>> Begin Document extract

CKSJ-FM
- St. John's, Newfoundland and Labrador; Canada;
- Broadcast area: Avalon Peninsula Clarenville
- Frequency: 101.1 MHz
- Branding: Coast 101.1

Programming
- Format: Classic hits

Ownership
- Owner: Andrew Bell; (Coast Broadcasting Ltd.);

History
- First air date: February 12, 2004
- Call sign meaning: St. John's

Technical information
- Class: C
- ERP: 20,000 watts
- HAAT: 221 metres (725 ft)
- Transmitter coordinates: 47°32′01.8″N 52°47′21.7″W﻿ / ﻿47.533833°N 52.789361°W

Links
- Webcast: Listen Live
- Website: coast1011.com

= CKSJ-FM =

Radio station in St. John's, Newfoundland and Labrador

CKSJ-FM (101.1 MHz, Coast 101.1) is a radio station broadcasting in St. John's, Newfoundland and Labrador, Canada. Approved by the Canadian Radio-television and Telecommunications Commission in 2003, the station began broadcasting on February 12, 2004, and is the most recent radio station to have launched in that city. It is owned by Coast Broadcasting, which is owned by local businessman Andrew Bell.

>> End Document extract
>> Begin Listing

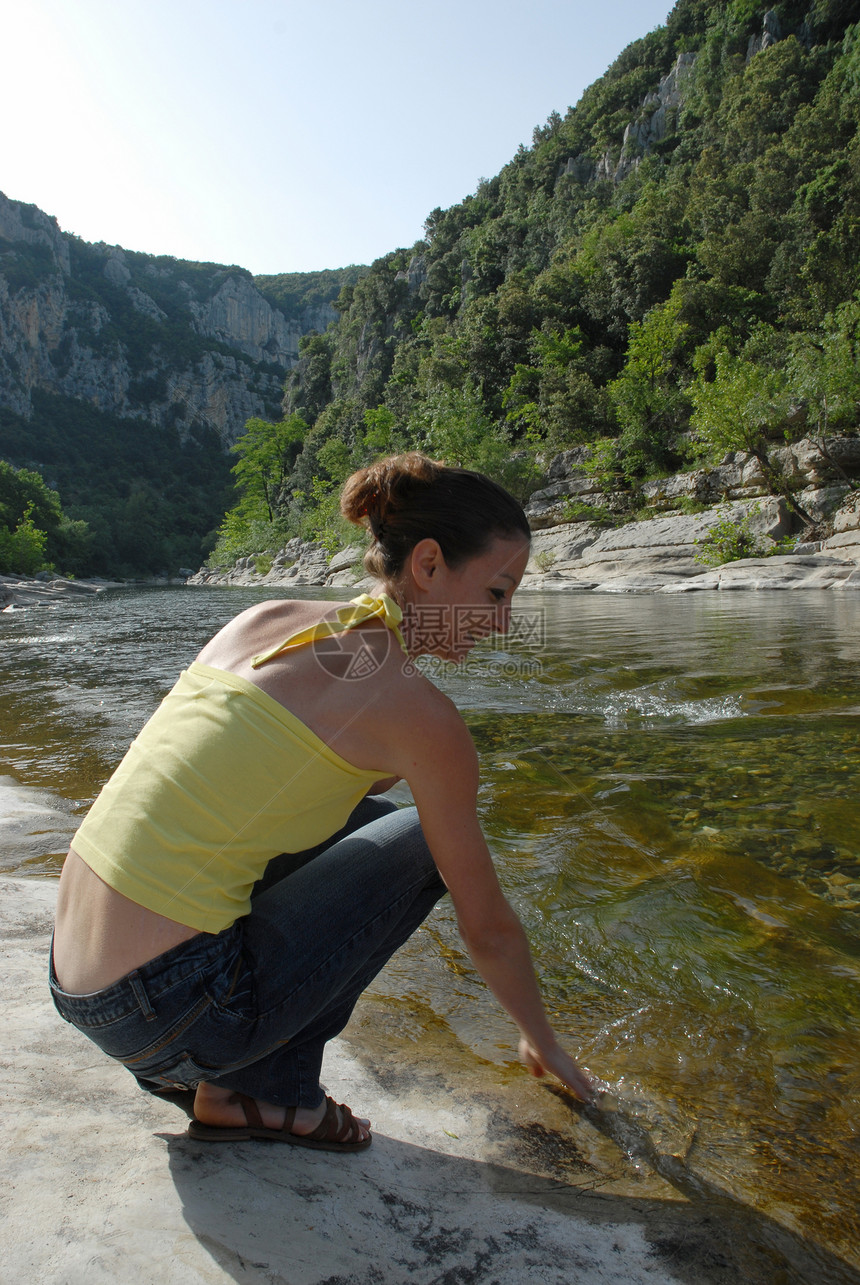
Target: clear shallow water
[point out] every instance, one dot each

>> End Listing
>> Begin Listing

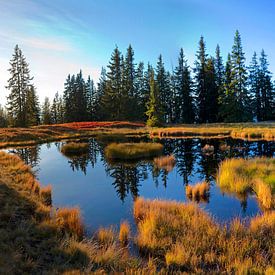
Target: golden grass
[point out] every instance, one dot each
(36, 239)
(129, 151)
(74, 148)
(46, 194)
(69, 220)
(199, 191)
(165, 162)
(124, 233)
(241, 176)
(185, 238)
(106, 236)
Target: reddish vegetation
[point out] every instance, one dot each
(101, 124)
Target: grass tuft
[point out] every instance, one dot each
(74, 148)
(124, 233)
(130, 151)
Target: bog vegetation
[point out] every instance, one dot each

>> End Listing
>> Begin Listing

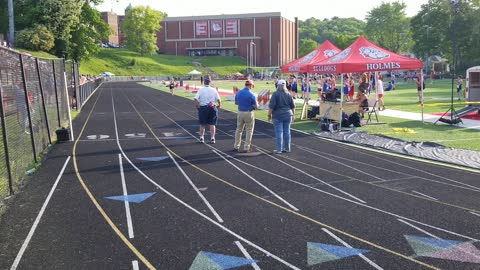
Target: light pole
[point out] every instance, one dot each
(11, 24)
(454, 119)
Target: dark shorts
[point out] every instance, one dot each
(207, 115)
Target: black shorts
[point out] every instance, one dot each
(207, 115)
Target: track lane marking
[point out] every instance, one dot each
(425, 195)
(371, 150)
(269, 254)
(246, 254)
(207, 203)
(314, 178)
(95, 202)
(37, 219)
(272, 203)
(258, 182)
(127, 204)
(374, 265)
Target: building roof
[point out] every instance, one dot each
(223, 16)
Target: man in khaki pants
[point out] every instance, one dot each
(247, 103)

>> End Listing

• _Given request_: Go on with the CKSJ-FM radio station article, starting after its last sentence. None of the material is needed here.

• _Exercise answer_:
While launching as an adult contemporary station, it now defines its format as classic hits, concentrating primarily on older music. As of 2011, the station's classic hits format consists of music from the 1970s, 80s and 90s along with some select songs from the late 60s and early 2000s.

Specialty programs airing on the station include The '70s with Charlie Tuna, and Cool Jazz on the Coast hosted by Bill Sharpe.

On August 1, 2014, Coast Broadcasting was given permission to add a new FM transmitter in Clarenville, simulcasting CKSJ in areas where reception of the primary signal is difficult. CKSJ-FM-1 went on the air in July 2015 at 107.5 MHz to the Clarenville area.

In July 2016, the CRTC approved a change in ownership for the station. Co-owner Andrew Bell had applied to take over 100% of the company.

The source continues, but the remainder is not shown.